— START OF PROVIDED RECORDS —

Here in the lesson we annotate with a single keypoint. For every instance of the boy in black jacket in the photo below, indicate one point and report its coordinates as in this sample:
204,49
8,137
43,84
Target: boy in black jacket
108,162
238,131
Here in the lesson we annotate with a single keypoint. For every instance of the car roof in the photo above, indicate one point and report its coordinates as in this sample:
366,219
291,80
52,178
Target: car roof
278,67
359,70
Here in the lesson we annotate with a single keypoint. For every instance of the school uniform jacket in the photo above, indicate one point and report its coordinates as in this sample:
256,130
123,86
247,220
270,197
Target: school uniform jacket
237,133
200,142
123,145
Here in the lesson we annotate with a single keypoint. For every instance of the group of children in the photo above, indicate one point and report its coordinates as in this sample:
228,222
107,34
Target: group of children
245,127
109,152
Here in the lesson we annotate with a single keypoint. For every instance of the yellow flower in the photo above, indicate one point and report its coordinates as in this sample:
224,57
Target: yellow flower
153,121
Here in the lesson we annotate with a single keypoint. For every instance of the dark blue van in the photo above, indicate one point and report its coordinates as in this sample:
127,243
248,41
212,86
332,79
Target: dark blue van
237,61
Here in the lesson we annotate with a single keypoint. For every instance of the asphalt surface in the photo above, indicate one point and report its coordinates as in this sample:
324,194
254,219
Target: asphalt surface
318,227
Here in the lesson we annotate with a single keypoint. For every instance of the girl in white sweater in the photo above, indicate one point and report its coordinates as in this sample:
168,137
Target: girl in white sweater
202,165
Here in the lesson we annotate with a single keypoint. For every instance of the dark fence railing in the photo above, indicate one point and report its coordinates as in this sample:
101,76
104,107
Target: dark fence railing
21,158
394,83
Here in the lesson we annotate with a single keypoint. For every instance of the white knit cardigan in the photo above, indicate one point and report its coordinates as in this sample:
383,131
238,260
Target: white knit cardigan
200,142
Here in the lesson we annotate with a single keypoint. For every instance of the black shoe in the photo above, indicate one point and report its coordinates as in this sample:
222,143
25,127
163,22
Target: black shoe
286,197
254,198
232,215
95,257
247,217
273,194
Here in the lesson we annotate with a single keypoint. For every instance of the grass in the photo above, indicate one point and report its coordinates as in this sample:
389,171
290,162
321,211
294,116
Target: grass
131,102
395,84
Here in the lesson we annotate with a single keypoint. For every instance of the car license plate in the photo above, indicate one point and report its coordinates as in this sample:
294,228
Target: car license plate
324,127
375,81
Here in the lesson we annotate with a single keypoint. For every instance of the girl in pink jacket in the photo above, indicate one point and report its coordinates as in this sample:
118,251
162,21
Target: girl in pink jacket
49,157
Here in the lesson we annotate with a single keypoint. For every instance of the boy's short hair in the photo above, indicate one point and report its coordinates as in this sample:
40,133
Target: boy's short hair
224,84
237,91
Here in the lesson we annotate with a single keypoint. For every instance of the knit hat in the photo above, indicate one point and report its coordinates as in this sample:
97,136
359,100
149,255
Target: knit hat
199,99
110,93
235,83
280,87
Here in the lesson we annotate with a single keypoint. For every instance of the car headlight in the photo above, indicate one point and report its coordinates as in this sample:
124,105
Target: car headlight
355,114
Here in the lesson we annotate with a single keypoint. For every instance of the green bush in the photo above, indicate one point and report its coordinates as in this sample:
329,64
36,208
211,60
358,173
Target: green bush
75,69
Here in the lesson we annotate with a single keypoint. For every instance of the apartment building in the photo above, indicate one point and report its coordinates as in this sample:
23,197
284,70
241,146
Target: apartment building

— END OF PROVIDED RECORDS —

- [THE TASK]: Each record should come back exactly as written.

- [WRITTEN SOLUTION]:
Here in the lesson we annotate with a single keypoint. For every instance of the boy in black jacket in the photo below, indicate one point and report its coordinates as in this sample:
204,49
8,137
43,84
Target: boy in black jacket
108,162
238,131
Here in the lesson we annotate with a single keypoint. For every instance of the car roof in the photo above, indicate one point and report its coordinates as in this sample:
366,219
291,80
52,178
Target: car roof
278,67
359,70
Here in the lesson we annotate with a single keypoint. For every instance of the school uniform jacket in the photo above, indicate one point and report its coordinates as in this sample:
256,130
123,86
247,220
270,197
Target: school uniform jacket
237,133
200,142
123,145
Here in the lesson we annotate with a single keypoint. For every instance of the group of children in the photo above, indicate one point and report its coordinates as in this sample:
228,222
107,34
Target: group of children
245,127
109,152
Here in the lesson we annotate with a single keypoint. For every instance of the yellow flower in the photo above, indicate one point and report its coordinates as in this sample:
224,57
Target: yellow flower
153,121
Here in the lesson we annotate with a single keypoint. For every instance of the dark blue van in the photo above, indicate one point and report its coordinates as in this sample:
127,243
248,41
212,86
332,79
Target: dark blue van
237,61
Here in the lesson we annotate with a single keypoint. For every instance of the asphalt surface in the photo above, indicate one point and report its coordinates as in this sample:
324,194
254,219
Target: asphalt surface
318,227
Here in the lesson we annotate with a single keypoint. For every instance of the girl in white sweater in the photo above, indicate one point and report its coordinates as in this sample:
168,137
Target: girl in white sweater
202,165
Here in the lesson we annotate with a single keypoint. For every instance of the dark fence railing in the photo above, indicate one point and report its coordinates as in this sample:
101,76
104,107
Target: dark fence railing
21,158
394,83
Here in the lesson we annotate with a single keypoint. For every instance of the white knit cardigan in the photo above, indicate one point and report its coordinates as in this sample:
383,131
238,260
Target: white knit cardigan
200,142
Here in the lesson we annotate with a single keypoint. For every instance of the black shoe in the photo above, indicate one point and report its coordinates as in this sample:
222,143
25,127
163,22
Target: black shoe
286,197
254,198
232,215
95,257
247,217
273,194
Here in the lesson we annotate with a single keypoint. For every instance of the grass in the photo above, indicate one point and report its coordinates as in this sample:
389,171
290,162
321,211
294,116
Target: grass
131,102
395,84
Here in the lesson we annotate with a single keypoint. For every instance of the car license plate in the photo above, indicate one point and report its coordinates as in this sample:
294,228
Target: car license plate
324,127
375,81
Here in the lesson we annotate with a single keypoint. For every instance of the girl in pink jacket in the photo above, indicate one point and report its coordinates as in this sample:
118,251
162,21
Target: girl in pink jacket
49,157
Here in the lesson we annotate with a single keypoint. For every instance of the boy's short hair in the photo above, indicate one point and report its coordinates as in this sample:
40,133
Target: boy's short hair
224,84
237,91
Here in the lesson we annotate with a single keypoint. For every instance of the knit hat in the photo above, indicate one point and report its coordinates as in this sample:
97,136
359,100
149,255
Target: knit hat
199,99
110,93
235,83
280,87
Here in the lesson we annotate with a single keypoint. For every instance of the car headlight in the photo above, indicate one point and report its coordinates as in this sample:
124,105
Target: car headlight
355,114
Here in the lesson we annotate with a single keypoint. For every instance of the green bush in the photo above, indicate one point and report its coordinates as in this sample:
329,64
36,208
211,60
358,173
Target: green bush
75,69
Here in the lesson we annotate with a single keypoint. For every instance of the apartment building in the photo above, indicate one point and report its coordinates as in this sample:
23,197
284,70
241,146
Target: apartment building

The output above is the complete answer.